* _Assigned task_
Go through the material and copy each line that includes "sample".

* _Records shown_
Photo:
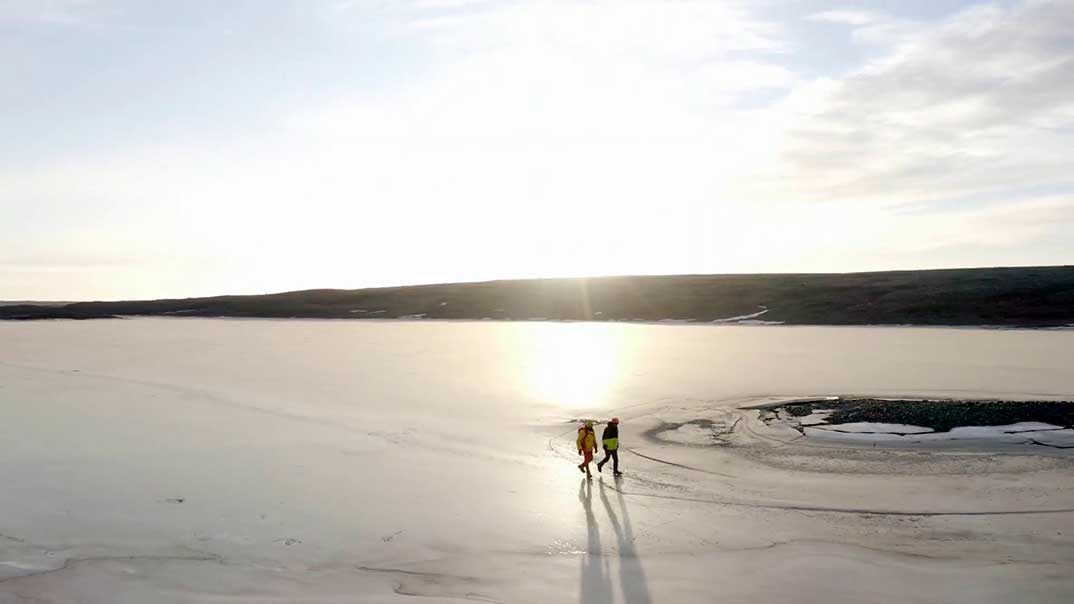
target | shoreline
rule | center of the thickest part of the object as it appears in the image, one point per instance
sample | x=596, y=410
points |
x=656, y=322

==

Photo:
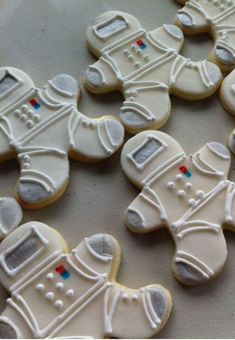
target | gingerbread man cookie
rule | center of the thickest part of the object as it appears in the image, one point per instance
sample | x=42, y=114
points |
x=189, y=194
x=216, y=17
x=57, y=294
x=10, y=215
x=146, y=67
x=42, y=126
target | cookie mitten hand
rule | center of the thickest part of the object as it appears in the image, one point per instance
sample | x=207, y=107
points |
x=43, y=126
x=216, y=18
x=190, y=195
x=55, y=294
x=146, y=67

* _Expected output_
sample | x=596, y=410
sample | x=42, y=114
sample | x=207, y=107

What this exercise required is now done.